A-     Perakut Septisemik form:  Çoğunlukla gençlerde görülür. Etken S.choleraesuis tur. Nekropside; damarlarda fibrinoid nekroz vardır. Özellikle perikard ve periton olması üzere bütün serozalarda ekimoz ve peteşiler mide mukozasında yoğun hiperemi ödem ve hemorajiler ince bağırsaklarda konjesyon müköz yada hemorajik eksudat sekum ve kolonda yaygın ve şiddetli fibrinohemorajik enteritis görülür. Bağırsak lezyonları başlangıçta ileumda daha şiddetlidir. KC, dalak ,böbrek,lenf düğümleri,kemik iliğinde küçük mikroskobik nekroz odakları vardır. Bunlara thyphoid nodül denir.
B-      Enterik form: Genellikle sekum ve kolanda fibrinöz, nekrotik veya ülseratif lezyonlara rastlanır. Yani fibrino-nekrotik yada ülseratif typhlo-colitis vardır.
Atlarda Salmonellozis: Genellikle S.typhimurium neden olur. Tipik bulgu yeşil renkli islahdir.
Sığırlarda Salmonellozis: Etken S.typhimurium,S.dublin ve S.enteritidis tir. Bir haftalıktan küçük buzağılarda hastalığın görülmesi nadirdir.
Koyunlarda Salmonellozis : koyunlar s.abortus oviste olduğu kadar diğer salmonella etkenleri ile de enfekte olduklarında abort ve neonatal ölğmler görülür. Hastlık koyunlarda sık görülmesine ilgili ciddi salgınlar ve ağır kayıblara neden olur.
Carnivorlarda Salmonellozis: Köpeklerde daha çok distemperde sekunder olarak meydana gelir. Lenfosarkomlu köpeklerde kemoterapiye başlandıktan sonra salmonellozun şekillendiği bildirilmiştir.
Kanatlılarda Salmonellozis:
S.gallinarum,S.pullorum civcivlerde beyaz ishale neden olur.
Yersiniozis:
  Y.psöudotuberkülozis ve Y.enterocolitica evcil     hayvanlarda enterokolitise mezenterial lenfaditise ve  daha az olarak septisemiye neden olan zoontik bir hastalıktır. Y.pestis ise insanlarda veba hastalığının etkenidir. Hafif fibrinli bir kollitis KC de nekroz odakları ve mezenterial lenf düğümlerinde mikro apseler vardır.Yersinia enfeksiyonlarında fibrinli yada fibrinohemorajik enterekollitis şekillenir.
Hemorajik Enteritisler
1-      Antraks
2-      Köpeklerin parvoviral enteritisi
3-      Sığırların kış dizanterisi
4-      C.jejuni ve C.fötus bağlı enteritisler
5-      Domuz dizanterisi
6-      Tavuk vebası
7-      Tavukların newcastle hastalığı
8-      Atların colitis X hastalığı
9-      Coccidiosis
Antraks: Zoonotik bir hastalıktır. Sığır,koyun,keçi duyarlı katır ve at kısmen duyarlı kedi,köpek,domuz dayanıklıdır. Etken kapsüllü çomak şeklinde anaerobik sporlu bir basil olan bacillus anthracis’tir. Vejetatif formda fazla dirençli değildir. 60  C’lik ısıda ve kokuşma sırasında tahrip olur. Sporlar oldukça dirençlidir. Enfeksiyon sporların veya vejetatif formların solunum veya sindirim yolu ile alınması ile gerçekleşir. Koyunlarda perakut,sığır,at ve keçilerde akut septisemik formda,domuz köpek ve kedide özellikle cervical lenf düğümü olmak üzere lenf düğümlerinde lokalize olur. Sığırlarda ve koyunlarda septisemi ve ani ölümlerle karakterizedir. Nekropsi yapılmaz froti yapılarak etkenin görülmesi ile teşhis konur.

§

> [Çözülecek görevler]:
1) Hayvan hastalıkları metnine göre antraksın etkeni hangi basildir?
2) Hayvan hastalıkları metninde sığırlarda salmonellozise yol açtığı belirtilen etkenlerin tamamı hangileridir?
3) Hayvan hastalıkları metninde "Atlarda Salmonellozis: Genellikle" ile başlayıp "salmonellozun şekillendiği bildirilmiştir." ile biten bölümü hiç değiştirmeden yineleyin.
Aşağıdaki satırlar başka bir kaynaktan alınmıştır.

(Veri kayıtları)
§

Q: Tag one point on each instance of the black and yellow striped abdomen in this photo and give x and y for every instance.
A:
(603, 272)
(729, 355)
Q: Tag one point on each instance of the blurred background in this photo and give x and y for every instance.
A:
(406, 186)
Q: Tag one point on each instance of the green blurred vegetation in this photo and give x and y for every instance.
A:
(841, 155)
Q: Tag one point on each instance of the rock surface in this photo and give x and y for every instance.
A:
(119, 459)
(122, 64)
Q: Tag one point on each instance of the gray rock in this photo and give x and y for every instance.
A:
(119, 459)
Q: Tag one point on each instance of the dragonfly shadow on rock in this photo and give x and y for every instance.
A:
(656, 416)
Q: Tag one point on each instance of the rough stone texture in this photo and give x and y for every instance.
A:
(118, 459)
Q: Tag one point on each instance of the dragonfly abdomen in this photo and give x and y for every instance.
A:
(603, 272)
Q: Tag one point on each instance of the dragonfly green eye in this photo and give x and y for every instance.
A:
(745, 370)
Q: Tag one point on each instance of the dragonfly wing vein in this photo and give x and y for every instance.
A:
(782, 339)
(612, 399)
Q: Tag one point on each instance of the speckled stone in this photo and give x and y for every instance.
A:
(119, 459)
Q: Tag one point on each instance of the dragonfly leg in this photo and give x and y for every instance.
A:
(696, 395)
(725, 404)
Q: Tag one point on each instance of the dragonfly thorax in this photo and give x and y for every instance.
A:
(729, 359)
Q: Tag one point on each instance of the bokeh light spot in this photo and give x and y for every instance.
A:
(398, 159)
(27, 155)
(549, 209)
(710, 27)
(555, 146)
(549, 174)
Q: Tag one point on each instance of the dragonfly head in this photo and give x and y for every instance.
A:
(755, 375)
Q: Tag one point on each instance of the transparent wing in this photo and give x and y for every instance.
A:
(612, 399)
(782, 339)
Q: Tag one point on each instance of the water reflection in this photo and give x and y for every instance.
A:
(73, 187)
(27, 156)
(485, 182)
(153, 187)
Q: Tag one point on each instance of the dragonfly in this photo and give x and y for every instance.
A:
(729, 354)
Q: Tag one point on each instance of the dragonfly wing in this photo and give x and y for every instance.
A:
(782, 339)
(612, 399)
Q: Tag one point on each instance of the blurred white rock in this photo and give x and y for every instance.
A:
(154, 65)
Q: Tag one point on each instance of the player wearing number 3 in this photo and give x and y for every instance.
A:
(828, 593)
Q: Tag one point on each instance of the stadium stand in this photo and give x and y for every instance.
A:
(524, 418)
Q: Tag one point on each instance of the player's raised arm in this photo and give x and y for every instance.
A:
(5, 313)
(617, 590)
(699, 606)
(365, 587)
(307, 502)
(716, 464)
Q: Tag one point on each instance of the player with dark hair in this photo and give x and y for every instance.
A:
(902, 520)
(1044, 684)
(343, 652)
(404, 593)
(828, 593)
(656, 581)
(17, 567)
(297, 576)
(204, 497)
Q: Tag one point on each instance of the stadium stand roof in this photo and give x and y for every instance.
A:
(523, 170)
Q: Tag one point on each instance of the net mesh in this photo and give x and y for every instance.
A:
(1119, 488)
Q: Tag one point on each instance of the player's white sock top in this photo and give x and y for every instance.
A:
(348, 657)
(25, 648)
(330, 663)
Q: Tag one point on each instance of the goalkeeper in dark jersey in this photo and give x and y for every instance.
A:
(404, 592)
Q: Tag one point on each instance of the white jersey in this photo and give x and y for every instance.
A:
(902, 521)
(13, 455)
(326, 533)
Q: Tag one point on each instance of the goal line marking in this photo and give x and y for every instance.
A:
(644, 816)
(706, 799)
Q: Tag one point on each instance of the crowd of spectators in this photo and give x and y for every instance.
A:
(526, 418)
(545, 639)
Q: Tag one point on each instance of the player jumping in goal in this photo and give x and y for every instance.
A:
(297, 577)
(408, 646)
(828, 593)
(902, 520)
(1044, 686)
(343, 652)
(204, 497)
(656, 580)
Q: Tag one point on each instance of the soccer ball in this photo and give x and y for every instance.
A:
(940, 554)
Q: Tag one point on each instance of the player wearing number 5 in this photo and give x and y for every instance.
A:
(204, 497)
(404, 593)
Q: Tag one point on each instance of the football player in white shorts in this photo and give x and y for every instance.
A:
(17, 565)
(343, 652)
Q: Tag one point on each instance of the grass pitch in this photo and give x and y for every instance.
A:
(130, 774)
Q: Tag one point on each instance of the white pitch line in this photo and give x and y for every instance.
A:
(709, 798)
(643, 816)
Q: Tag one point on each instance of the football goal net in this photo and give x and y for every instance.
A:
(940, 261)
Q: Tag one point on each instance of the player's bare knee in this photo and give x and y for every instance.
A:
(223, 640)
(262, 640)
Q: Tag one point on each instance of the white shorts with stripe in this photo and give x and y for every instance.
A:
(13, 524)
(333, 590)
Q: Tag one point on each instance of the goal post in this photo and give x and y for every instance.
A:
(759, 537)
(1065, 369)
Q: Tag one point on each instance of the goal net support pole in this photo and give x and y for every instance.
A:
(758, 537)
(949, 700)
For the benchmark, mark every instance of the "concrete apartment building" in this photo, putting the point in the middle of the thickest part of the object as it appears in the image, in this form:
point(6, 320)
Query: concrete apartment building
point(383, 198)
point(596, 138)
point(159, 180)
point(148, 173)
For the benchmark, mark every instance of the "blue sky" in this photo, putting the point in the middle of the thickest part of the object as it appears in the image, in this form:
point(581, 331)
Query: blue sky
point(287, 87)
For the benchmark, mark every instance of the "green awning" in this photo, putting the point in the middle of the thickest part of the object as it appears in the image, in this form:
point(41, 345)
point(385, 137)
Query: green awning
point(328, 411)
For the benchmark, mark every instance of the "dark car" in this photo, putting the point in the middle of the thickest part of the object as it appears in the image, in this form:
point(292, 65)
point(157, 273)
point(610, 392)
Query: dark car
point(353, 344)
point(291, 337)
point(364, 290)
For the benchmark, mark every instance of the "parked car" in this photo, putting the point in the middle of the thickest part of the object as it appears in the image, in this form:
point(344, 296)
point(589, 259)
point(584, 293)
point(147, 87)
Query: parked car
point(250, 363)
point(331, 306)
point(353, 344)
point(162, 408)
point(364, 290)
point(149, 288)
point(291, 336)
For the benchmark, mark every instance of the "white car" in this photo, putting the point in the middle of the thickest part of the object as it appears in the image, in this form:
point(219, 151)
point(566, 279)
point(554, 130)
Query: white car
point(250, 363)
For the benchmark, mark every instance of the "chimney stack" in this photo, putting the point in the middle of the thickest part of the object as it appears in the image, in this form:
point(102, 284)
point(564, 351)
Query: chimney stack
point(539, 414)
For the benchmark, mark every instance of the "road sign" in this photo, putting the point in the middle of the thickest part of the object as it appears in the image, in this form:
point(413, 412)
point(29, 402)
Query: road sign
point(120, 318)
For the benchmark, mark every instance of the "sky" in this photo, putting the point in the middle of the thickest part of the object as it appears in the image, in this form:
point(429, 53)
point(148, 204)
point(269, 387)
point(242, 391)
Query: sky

§

> [Görev yanıtları]:
1) Bacillus anthracis

2) S.typhimurium, S.dublin, S.enteritidis

3)
Atlarda Salmonellozis: Genellikle S.typhimurium neden olur. Tipik bulgu yeşil renkli islahdir.
Sığırlarda Salmonellozis: Etken S.typhimurium,S.dublin ve S.enteritidis tir. Bir haftalıktan küçük buzağılarda hastalığın görülmesi nadirdir.
Koyunlarda Salmonellozis : koyunlar s.abortus oviste olduğu kadar diğer salmonella etkenleri ile de enfekte olduklarında abort ve neonatal ölğmler görülür. Hastlık koyunlarda sık görülmesine ilgili ciddi salgınlar ve ağır kayıblara neden olur.
Carnivorlarda Salmonellozis: Köpeklerde daha çok distemperde sekunder olarak meydana gelir. Lenfosarkomlu köpeklerde kemoterapiye başlandıktan sonra salmonellozun şekillendiği bildirilmiştir.